Work to complete:
Look through the records below for the line with "pair like [820,260]." and the line with "pair like [545,288].", then return those lines and all lines between, exactly.
#### Available data
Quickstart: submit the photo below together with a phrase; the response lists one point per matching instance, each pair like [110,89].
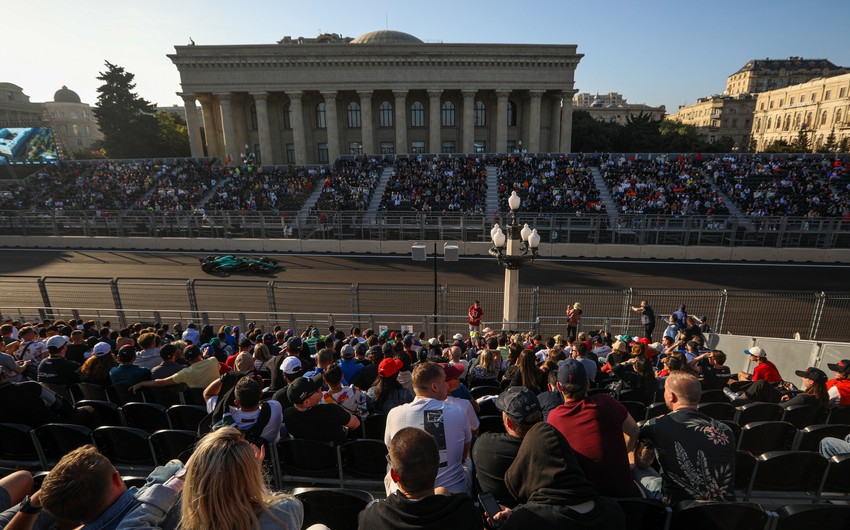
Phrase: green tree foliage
[127,121]
[173,135]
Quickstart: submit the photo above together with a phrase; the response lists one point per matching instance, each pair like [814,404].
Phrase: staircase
[492,206]
[605,196]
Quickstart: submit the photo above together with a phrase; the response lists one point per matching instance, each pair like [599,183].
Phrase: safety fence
[122,301]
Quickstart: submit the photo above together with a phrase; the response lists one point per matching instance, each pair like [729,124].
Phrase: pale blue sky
[659,52]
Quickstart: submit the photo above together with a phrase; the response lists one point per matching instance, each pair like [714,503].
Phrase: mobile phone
[491,507]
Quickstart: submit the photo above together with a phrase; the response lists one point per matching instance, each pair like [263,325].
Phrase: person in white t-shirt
[446,422]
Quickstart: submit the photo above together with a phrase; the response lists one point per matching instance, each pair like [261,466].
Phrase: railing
[812,315]
[724,231]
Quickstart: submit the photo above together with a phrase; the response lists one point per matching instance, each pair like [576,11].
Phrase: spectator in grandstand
[430,411]
[552,489]
[417,502]
[128,372]
[198,374]
[598,428]
[56,369]
[325,423]
[387,393]
[168,365]
[696,452]
[839,387]
[493,453]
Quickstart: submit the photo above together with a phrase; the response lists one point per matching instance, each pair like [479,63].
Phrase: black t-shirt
[323,423]
[437,512]
[493,454]
[59,371]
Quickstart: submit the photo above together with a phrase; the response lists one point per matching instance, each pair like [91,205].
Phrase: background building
[310,100]
[815,109]
[613,107]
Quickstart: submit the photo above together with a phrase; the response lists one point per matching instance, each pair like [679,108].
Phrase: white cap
[290,365]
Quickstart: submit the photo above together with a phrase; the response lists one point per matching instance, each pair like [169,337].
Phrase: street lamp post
[517,247]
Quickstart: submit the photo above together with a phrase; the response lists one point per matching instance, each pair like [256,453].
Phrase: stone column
[401,121]
[565,145]
[554,122]
[231,147]
[194,128]
[434,124]
[332,125]
[261,101]
[534,121]
[210,128]
[366,129]
[298,138]
[501,121]
[468,121]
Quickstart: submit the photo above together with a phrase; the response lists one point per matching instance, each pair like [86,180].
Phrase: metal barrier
[809,315]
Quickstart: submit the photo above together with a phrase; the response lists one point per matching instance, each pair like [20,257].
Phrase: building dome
[66,95]
[386,37]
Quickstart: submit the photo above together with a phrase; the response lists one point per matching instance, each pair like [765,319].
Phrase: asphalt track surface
[468,271]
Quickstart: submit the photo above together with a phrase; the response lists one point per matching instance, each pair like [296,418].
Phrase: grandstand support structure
[605,195]
[378,193]
[492,191]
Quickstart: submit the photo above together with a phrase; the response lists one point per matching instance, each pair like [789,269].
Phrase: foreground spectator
[414,462]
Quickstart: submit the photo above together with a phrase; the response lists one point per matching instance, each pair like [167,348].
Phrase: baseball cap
[842,367]
[56,342]
[571,372]
[302,388]
[519,403]
[101,348]
[815,374]
[389,367]
[291,365]
[128,353]
[453,371]
[755,350]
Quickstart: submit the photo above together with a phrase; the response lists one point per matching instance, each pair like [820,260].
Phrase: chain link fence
[787,314]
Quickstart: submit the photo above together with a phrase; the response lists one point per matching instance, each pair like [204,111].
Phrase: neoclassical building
[816,109]
[307,101]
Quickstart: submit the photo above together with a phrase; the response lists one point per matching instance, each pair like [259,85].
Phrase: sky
[656,52]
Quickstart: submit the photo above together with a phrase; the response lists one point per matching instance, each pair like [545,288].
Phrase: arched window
[287,116]
[511,114]
[354,115]
[480,114]
[385,114]
[448,114]
[417,114]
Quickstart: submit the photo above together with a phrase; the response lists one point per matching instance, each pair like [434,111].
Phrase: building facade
[717,117]
[308,101]
[816,109]
[613,108]
[763,75]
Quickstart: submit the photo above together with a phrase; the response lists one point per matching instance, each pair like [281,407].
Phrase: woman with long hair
[224,488]
[387,393]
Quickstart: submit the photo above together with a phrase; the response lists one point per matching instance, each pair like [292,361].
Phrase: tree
[127,121]
[173,135]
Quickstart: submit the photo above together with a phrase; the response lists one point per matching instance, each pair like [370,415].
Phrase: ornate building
[310,100]
[613,107]
[717,117]
[815,109]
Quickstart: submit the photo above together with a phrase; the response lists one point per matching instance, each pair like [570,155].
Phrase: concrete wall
[647,252]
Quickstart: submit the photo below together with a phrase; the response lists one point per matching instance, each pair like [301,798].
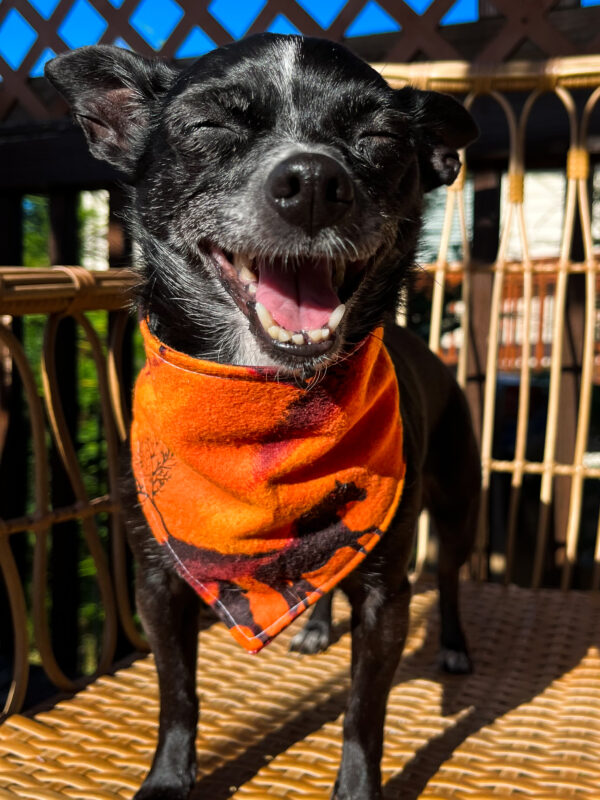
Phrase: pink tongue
[297,300]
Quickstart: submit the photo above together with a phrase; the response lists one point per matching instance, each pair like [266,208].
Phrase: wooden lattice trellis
[503,28]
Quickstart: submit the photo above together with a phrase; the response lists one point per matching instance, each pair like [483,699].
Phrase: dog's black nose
[310,190]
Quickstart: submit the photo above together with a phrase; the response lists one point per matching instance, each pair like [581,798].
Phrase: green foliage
[36,231]
[90,439]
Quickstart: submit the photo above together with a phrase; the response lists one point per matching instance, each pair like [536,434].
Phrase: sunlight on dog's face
[277,187]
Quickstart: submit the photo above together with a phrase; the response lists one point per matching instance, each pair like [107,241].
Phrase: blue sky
[155,20]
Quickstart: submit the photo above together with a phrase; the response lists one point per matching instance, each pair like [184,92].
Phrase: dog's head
[276,189]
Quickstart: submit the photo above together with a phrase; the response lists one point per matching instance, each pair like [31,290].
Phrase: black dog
[288,154]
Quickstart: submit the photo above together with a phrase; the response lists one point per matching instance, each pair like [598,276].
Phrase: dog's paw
[313,638]
[455,662]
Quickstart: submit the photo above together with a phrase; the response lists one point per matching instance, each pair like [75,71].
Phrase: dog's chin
[296,307]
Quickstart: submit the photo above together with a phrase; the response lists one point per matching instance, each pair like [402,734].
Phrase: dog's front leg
[379,626]
[169,611]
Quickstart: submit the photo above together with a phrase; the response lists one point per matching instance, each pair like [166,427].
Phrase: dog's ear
[111,92]
[442,126]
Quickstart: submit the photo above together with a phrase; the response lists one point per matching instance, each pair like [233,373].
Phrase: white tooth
[247,275]
[241,261]
[336,317]
[266,320]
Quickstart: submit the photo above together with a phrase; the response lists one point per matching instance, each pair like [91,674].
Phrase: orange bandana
[266,494]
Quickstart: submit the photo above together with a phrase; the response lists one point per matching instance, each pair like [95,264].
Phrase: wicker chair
[525,724]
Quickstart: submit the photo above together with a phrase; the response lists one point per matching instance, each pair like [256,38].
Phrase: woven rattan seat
[525,724]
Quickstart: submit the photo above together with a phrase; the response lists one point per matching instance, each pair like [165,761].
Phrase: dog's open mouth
[297,307]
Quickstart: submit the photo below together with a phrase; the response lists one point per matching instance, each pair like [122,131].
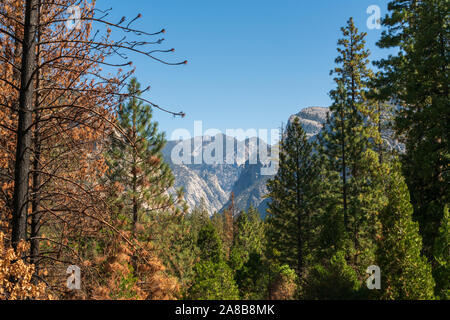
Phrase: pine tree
[350,145]
[214,279]
[441,270]
[140,181]
[406,274]
[292,194]
[246,257]
[416,80]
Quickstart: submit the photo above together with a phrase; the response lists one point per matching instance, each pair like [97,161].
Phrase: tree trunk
[22,165]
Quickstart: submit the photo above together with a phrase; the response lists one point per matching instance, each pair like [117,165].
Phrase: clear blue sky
[252,63]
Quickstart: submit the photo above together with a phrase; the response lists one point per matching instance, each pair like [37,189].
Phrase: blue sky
[252,63]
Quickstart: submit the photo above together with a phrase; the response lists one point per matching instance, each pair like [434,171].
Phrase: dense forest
[84,183]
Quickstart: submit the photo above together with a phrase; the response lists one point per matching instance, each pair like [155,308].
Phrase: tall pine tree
[406,274]
[350,145]
[417,81]
[292,195]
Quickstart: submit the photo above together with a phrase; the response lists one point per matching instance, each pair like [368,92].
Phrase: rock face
[216,182]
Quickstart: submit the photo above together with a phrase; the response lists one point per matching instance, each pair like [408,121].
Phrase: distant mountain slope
[215,182]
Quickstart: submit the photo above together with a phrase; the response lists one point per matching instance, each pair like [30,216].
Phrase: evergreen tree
[246,256]
[214,279]
[350,145]
[416,80]
[441,271]
[140,180]
[292,194]
[406,274]
[249,237]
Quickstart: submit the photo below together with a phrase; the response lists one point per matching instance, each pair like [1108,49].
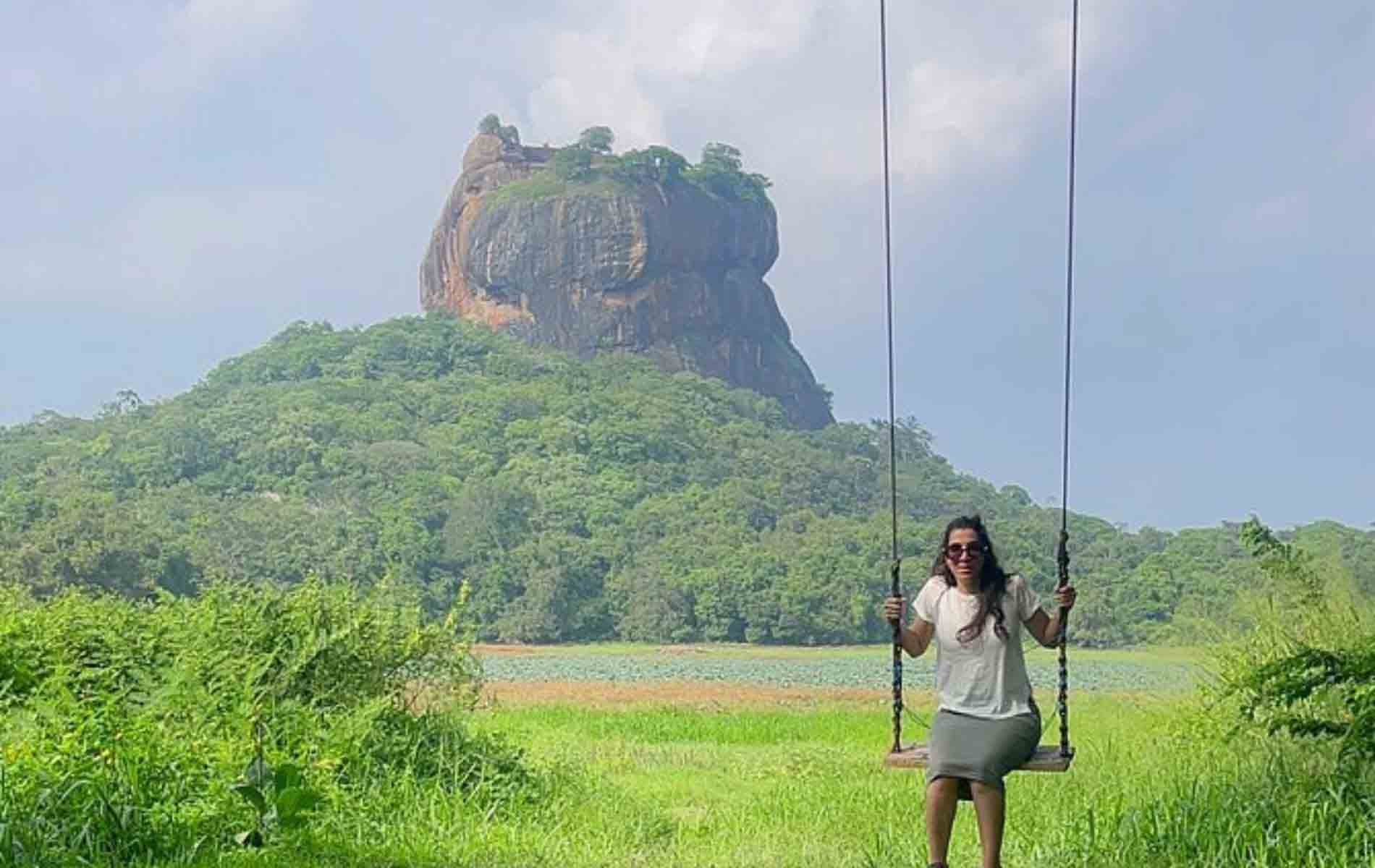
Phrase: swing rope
[893,422]
[1063,553]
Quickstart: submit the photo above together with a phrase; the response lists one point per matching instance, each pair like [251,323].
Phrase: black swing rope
[1063,553]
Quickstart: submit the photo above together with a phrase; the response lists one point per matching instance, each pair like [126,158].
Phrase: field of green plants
[845,668]
[326,726]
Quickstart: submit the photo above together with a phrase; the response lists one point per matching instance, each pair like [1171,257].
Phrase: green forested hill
[577,499]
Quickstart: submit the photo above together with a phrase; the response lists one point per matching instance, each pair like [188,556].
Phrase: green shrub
[130,731]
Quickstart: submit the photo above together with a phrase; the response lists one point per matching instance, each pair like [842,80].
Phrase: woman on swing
[988,723]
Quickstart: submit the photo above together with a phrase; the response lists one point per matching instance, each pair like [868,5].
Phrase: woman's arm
[916,637]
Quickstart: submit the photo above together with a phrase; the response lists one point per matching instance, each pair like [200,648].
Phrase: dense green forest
[577,501]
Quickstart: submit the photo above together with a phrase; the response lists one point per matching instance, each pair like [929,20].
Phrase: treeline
[591,158]
[577,501]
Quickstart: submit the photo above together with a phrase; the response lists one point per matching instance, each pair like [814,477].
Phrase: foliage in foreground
[578,501]
[135,731]
[1308,671]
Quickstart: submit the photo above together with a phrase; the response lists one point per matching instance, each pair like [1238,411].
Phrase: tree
[655,163]
[572,163]
[721,174]
[597,139]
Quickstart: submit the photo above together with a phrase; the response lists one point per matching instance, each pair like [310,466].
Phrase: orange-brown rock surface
[669,271]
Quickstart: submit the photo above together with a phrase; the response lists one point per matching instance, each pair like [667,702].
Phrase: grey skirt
[981,749]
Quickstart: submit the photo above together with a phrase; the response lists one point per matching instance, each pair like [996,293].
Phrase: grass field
[756,773]
[773,759]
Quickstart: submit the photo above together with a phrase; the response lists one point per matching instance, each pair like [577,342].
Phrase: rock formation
[669,271]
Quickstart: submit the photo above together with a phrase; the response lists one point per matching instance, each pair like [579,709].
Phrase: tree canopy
[578,501]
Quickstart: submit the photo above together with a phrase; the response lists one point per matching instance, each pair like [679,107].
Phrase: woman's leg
[990,808]
[942,797]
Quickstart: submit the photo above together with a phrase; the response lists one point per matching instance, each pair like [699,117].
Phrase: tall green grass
[125,727]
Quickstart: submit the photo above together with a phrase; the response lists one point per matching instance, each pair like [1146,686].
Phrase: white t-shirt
[988,676]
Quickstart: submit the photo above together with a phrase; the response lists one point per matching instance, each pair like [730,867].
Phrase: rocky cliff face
[667,271]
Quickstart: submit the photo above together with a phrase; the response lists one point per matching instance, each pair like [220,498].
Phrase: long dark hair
[993,580]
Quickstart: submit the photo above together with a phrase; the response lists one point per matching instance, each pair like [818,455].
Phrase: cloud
[183,250]
[623,70]
[204,39]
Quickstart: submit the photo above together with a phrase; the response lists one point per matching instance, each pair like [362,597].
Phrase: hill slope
[577,499]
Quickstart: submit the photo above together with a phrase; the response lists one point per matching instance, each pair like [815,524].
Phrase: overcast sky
[185,179]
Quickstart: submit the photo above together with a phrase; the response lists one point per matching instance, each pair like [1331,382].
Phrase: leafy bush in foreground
[125,727]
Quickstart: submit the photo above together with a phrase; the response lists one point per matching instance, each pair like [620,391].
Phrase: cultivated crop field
[771,757]
[858,668]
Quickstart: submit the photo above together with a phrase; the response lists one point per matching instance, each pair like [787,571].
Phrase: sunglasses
[956,551]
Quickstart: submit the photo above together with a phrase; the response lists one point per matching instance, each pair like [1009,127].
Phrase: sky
[186,179]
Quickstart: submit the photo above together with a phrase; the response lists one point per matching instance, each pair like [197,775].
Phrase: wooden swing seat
[1046,759]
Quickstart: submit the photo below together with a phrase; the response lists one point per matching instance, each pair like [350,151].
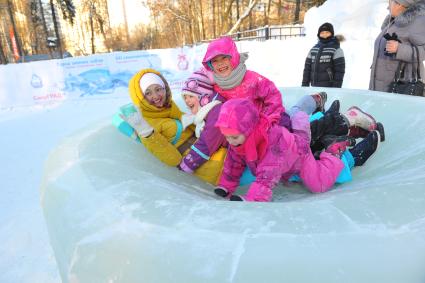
########
Response area:
Quickstart: submit the photo above together with a phrase; the response lists one point per matching instance, each pair like [820,260].
Phrase: chain link fence
[787,314]
Quickstart: submit the photo above together with a phrase; the response lists one point per matching instance, each pair like [204,111].
Phrase: neoclassical building
[816,109]
[307,101]
Quickstart: submit the photo above together with a phrase; the response lists one point per matching instance, each pair like [259,85].
Phrase: sky
[656,52]
Quickstart: submit the photo above together with a phrase; the response lists one point per matching instance, each pair like [545,288].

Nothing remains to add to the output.